(Required action):
Retype the data below without altering anything.

Dataset items:
++++++++++

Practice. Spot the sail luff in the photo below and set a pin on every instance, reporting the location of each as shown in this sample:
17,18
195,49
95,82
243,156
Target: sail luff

++++++++++

(Solution to the exercise):
Practice. Spot the sail luff in the photo below and set a pin on every instance, reporting the location of each as shown in this sample:
17,18
195,49
95,82
243,156
Target: sail luff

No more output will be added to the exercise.